◆ **Exercise**:
The copy must hold every line from the one with "Indicate one point for each instance of the fallen" through the end of the listing, word for word, and must hold no pictures.
★ ★ ★ ★
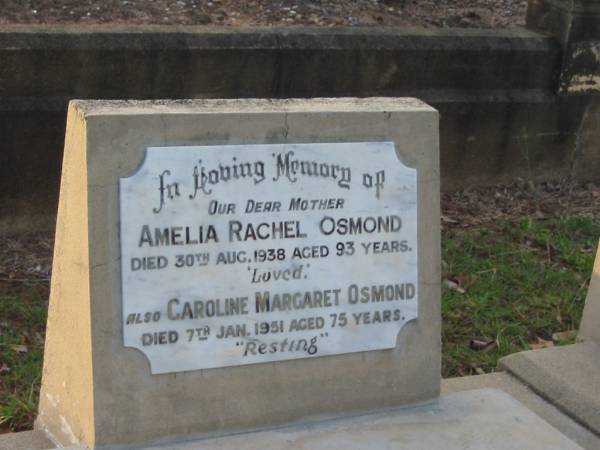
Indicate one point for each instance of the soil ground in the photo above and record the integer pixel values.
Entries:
(241, 13)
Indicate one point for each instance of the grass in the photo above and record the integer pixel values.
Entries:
(514, 283)
(23, 308)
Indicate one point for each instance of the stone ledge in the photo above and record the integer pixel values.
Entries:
(565, 376)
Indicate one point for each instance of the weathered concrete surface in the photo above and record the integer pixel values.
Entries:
(495, 90)
(120, 401)
(568, 377)
(590, 321)
(478, 419)
(25, 440)
(67, 380)
(525, 395)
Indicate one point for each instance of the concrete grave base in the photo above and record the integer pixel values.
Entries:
(472, 419)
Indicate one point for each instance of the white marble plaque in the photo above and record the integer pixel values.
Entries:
(243, 254)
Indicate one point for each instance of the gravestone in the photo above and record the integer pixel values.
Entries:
(228, 265)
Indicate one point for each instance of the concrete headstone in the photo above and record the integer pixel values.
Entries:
(225, 265)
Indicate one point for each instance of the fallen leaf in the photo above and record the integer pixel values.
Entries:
(540, 343)
(453, 286)
(482, 344)
(449, 219)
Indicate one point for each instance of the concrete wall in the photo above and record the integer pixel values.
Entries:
(495, 89)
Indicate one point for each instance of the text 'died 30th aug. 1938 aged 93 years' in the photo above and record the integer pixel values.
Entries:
(243, 254)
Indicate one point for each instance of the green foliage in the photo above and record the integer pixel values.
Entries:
(522, 281)
(23, 309)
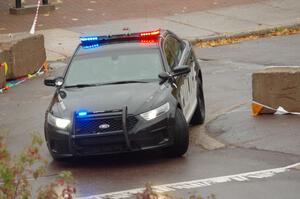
★ ★ ★ ★
◆ **Solution to this task**:
Indicate one point for each instance of the fallen leaf in the photo above and record the integer pixel values.
Entries:
(540, 343)
(453, 286)
(482, 344)
(449, 219)
Indicate one point for each instance of the concrete wall in the photo above and record the integer pixel values.
Entries:
(495, 89)
Indicate one point for each instance of the text 'died 30th aug. 1938 aged 93 years' in the photo above and record the integer pixel values.
Entries:
(243, 254)
Indicate one point for each instance of the green foliage in the photo above and record the integer pixel values.
Entries:
(522, 281)
(23, 309)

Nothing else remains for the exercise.